| EXTRACTED TEXT |
···

The Case for tidymodels

2020-04-21

by Joseph Rickert

If you are a data scientist with a built-out set of modeling tools that you know well, and which are almost always adequate for getting your work done, it is probably difficult for you to imagine what would induce you to give them up. Changing out what works is a task that rarely generates much enthusiasm. Nevertheless, in this post, I would like to point out a few features of tidymodels that could help even experienced data scientists make the case to give tidymodels a try.

So what are we talking about? tidymodels are an integrated, modular, extensible set of packages that implement a framework that facilitates creating predicative stochastic models. tidymodels are first class members of the tidyverse. They adhere to tidyverse syntax and design principles that promote consistency and well-designed human interfaces over speed of code execution. Nevertheless, they automatically build in parallel execution for tasks such as resampling, cross validation and parameter tuning. Moreover, they don’t just work through the steps of the basic modeling workflow, they implement conceptual structures that make complex iterative workflows possible and reproducible.

If you are an R user and you have building predictive models then there is a good chance that you are familiar with the caret package. One straightforward path to investigate tidymodels is to follow the thread that leads form caret to parsnip. caret, the result of a monumental fifteen year plus effort, incorporates two hundred thirty-eight predictive models into a common framework. For example, any one of the included models can be substituted for lm in the following expression.

lmFit <- train(Y ~ X1 + X2, data = training, 
                 method = "lm", 
                 trControl = fitControl)

By itself this is a pretty big deal. parsnip refines this idea by creating a specification structure that identifies a class of models that allows users to easily change algorithms and also permits the models to run on different “engines”.

spec_lin_reg <- linear_reg() %>%   # a linear model specification
                set_engine( "lm")  # set the model to use lm
# fit the model
lm_fit <- fit(spec_lin_reg, Y ~ X1 + X2, data = my_data)

This same specification can be modified to run a Bayesian model using Stan, or any number of other linear model backends such as glmnet, keras or spark.

spec_stan <- 
  spec_lin_reg %>%
  set_engine("stan", chains = 4, iter = 1000) # set engine specific arguments
fit_stan <- fit(spec_stan, Y ~ X1 + X2, data = my_data)

On its own, parnsnip provides a time saving framework for exploring multiple models. It is really nice not to have to worry about the idiosyncratic syntax developed for different model algorithms. But, the real power of tidymodels is baked into the recipes package. Recipes are structures that bind a sequence of preprocessing steps to a training data set. They define the roles that the variables are to play in the design matrix, specify what data cleaning needs to take place, and what feature engineering needs to happen.

To see how all of this comes together, lets look at recipe used in the tidymodels recipes tutorial that uses the New York City flights data set, nycflights13. We assume that all of the data wrangling code in the tutorial has been executed, and we pick up with the code to define the recipe:

flights_rec <- 
  recipe(arr_delay ~ ., data = train_data) %>% 
  update_role(flight, time_hour, new_role = "ID") %>% 
  step_date(date, features = c("dow", "month")) %>% 
  step_rm(date) %>% 
  step_dummy(all_nominal(), -all_outcomes())

···

| LISTING |

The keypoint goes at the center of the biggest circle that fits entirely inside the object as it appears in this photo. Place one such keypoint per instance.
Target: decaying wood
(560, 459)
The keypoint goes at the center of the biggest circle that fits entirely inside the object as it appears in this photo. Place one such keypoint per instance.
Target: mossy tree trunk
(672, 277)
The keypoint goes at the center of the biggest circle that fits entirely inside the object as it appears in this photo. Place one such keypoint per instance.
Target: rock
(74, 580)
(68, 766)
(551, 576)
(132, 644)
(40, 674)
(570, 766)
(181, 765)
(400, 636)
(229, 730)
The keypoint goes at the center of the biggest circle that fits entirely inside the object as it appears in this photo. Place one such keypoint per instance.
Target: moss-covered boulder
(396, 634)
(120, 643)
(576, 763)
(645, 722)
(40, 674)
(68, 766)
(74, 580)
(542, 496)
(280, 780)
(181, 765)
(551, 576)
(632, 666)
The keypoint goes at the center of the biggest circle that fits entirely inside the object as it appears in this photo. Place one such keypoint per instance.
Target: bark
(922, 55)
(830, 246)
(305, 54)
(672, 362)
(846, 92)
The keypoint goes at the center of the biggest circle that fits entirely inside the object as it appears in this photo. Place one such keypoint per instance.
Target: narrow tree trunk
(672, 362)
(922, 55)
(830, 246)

···

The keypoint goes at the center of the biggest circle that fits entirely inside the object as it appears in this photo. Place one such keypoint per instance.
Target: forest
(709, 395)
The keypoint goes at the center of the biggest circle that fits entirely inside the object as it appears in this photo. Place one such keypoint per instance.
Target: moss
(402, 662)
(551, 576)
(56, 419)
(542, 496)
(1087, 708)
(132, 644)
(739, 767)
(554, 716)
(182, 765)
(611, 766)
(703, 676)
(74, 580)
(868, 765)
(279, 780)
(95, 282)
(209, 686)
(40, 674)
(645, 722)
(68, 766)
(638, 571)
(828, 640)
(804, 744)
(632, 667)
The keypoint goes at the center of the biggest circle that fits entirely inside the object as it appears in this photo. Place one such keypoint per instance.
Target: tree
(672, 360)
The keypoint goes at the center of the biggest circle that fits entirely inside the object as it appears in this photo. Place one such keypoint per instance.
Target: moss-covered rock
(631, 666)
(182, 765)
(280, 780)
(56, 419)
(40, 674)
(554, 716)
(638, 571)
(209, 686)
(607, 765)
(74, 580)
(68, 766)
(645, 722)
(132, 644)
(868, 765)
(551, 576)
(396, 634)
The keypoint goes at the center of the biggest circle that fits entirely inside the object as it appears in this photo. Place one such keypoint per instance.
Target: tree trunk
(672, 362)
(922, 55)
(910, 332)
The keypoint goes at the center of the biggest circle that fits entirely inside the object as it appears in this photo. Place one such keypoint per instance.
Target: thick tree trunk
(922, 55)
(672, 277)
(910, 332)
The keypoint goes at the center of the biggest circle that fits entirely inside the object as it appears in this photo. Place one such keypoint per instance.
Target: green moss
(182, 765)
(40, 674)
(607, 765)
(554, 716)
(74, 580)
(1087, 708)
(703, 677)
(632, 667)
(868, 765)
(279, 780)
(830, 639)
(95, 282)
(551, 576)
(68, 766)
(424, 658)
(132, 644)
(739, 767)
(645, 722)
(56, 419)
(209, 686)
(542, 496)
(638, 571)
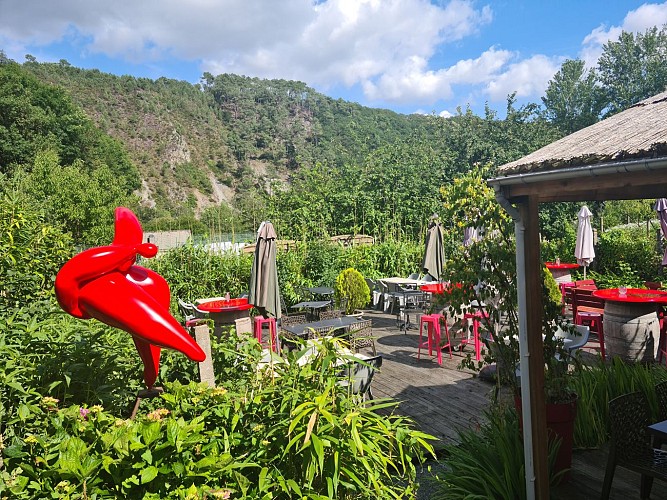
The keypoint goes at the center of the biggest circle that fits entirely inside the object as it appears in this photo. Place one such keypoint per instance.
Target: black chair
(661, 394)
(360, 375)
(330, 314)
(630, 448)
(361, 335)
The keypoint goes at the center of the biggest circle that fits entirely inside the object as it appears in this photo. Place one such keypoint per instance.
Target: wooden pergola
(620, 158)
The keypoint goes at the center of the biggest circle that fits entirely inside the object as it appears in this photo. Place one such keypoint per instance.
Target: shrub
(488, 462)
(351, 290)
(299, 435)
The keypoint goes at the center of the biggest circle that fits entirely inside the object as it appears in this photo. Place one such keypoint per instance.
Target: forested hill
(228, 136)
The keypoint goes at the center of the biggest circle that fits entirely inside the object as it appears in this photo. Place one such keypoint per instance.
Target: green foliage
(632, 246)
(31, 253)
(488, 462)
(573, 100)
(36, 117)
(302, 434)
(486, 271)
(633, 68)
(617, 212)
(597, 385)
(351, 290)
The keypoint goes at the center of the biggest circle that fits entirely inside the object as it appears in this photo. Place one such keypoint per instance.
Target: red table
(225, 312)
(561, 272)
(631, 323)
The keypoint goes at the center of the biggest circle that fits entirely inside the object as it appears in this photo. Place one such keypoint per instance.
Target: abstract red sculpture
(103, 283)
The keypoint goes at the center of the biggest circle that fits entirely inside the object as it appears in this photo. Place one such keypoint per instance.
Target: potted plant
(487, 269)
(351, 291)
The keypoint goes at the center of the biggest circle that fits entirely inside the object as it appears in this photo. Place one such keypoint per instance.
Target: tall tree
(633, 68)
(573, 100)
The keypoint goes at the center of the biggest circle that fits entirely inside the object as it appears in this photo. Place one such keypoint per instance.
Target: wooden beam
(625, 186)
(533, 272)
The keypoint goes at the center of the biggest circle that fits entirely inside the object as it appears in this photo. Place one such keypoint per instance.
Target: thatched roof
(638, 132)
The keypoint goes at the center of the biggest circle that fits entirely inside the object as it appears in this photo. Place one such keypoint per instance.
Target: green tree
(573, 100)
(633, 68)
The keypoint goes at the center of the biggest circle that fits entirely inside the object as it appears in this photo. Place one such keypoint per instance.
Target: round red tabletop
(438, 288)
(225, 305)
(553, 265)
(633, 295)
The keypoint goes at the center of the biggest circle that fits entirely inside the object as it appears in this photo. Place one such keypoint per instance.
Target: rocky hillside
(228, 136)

···

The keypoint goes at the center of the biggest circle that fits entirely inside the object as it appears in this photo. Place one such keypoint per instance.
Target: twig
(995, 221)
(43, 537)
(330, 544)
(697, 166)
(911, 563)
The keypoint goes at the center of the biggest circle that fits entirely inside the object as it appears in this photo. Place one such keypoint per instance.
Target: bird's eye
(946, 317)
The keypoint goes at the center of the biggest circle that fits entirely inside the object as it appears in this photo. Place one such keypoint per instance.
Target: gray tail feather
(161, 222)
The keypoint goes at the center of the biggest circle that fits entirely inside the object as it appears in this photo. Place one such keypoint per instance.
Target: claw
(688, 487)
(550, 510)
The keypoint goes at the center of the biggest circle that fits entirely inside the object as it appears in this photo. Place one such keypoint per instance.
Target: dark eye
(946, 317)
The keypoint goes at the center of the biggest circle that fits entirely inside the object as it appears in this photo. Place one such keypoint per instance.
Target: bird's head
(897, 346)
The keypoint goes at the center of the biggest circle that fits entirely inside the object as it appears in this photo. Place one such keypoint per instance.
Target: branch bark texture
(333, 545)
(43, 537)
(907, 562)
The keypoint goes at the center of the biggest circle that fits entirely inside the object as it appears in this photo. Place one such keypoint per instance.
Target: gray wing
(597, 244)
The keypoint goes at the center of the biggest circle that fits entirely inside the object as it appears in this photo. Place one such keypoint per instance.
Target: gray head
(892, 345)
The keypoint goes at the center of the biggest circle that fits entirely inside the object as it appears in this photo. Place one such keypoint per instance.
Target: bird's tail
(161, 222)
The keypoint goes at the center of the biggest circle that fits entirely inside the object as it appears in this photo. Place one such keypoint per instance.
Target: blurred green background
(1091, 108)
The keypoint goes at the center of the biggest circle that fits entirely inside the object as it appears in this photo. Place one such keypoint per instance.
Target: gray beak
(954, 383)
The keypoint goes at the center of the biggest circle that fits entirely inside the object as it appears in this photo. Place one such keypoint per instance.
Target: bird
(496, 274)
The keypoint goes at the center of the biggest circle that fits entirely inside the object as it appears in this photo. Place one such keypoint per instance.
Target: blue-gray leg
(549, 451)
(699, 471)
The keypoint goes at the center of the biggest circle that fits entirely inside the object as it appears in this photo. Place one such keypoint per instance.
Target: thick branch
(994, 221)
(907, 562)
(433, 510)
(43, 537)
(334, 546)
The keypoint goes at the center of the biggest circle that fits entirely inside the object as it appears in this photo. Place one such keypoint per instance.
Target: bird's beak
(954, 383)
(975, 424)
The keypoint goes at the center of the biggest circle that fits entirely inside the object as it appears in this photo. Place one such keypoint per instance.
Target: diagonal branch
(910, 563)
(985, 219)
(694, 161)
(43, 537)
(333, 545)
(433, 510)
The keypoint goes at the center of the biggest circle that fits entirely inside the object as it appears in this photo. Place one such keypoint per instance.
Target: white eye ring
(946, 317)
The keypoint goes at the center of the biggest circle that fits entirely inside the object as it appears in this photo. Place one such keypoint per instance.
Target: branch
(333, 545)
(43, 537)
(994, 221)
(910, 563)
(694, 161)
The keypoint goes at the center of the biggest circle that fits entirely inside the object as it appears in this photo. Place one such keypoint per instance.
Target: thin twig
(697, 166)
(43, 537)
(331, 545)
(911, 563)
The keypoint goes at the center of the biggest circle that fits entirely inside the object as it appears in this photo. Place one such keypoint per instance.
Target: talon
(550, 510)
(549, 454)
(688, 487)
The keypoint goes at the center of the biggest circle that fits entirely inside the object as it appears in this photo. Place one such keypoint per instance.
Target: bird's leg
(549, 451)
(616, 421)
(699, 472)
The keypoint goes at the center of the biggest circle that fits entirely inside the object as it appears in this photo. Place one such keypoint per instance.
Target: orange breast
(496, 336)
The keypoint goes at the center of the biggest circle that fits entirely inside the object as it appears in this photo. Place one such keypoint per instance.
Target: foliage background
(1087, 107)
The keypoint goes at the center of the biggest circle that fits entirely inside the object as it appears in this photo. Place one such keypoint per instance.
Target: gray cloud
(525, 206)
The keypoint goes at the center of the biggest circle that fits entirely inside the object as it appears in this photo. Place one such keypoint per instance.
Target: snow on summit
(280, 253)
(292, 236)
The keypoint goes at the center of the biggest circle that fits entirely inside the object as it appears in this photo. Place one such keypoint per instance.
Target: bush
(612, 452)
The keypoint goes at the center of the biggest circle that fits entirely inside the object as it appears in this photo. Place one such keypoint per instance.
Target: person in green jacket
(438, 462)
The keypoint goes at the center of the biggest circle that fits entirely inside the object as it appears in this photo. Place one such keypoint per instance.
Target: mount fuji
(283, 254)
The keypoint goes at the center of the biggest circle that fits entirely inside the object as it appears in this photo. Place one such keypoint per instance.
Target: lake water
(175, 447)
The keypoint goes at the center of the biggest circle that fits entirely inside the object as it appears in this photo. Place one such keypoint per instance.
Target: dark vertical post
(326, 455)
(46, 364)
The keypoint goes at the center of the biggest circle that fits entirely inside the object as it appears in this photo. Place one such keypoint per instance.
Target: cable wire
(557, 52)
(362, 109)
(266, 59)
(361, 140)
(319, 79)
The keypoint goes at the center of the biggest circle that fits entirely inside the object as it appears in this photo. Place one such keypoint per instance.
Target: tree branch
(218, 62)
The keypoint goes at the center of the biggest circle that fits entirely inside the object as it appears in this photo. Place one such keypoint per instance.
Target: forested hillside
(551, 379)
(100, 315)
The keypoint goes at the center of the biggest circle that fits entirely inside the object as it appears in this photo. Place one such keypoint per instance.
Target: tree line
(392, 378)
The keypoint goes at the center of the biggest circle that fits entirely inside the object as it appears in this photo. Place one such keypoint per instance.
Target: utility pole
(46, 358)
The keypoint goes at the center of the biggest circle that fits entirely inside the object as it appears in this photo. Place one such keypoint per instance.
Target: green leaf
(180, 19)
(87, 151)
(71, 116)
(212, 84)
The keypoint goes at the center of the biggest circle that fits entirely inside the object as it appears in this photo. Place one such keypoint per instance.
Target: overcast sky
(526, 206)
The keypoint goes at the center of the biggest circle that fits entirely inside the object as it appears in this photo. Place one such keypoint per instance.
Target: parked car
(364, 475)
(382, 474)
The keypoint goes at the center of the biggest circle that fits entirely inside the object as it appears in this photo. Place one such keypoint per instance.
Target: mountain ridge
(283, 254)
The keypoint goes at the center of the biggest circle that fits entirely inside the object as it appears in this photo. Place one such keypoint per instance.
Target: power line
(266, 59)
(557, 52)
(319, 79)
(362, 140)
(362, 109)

···

| AIM OF THE TASK |
Check each statement against the tidymodels post and answer yes or no, quoting the words of the post that settle it. 1. caret brings two hundred thirty-eight predictive models into one framework. 2. tidymodels put speed of code execution ahead of consistency. 3. Users must set up parallel execution themselves for cross validation in tidymodels. Work only from the tidymodels post.

| ANSWER TO THIS PROBLEM |
1. Yes: "incorporates two hundred thirty-eight predictive models into a common framework"
2. No: "promote consistency and well-designed human interfaces over speed of code execution"
3. No: "they automatically build in parallel execution for tasks such as resampling, cross validation and parameter tuning"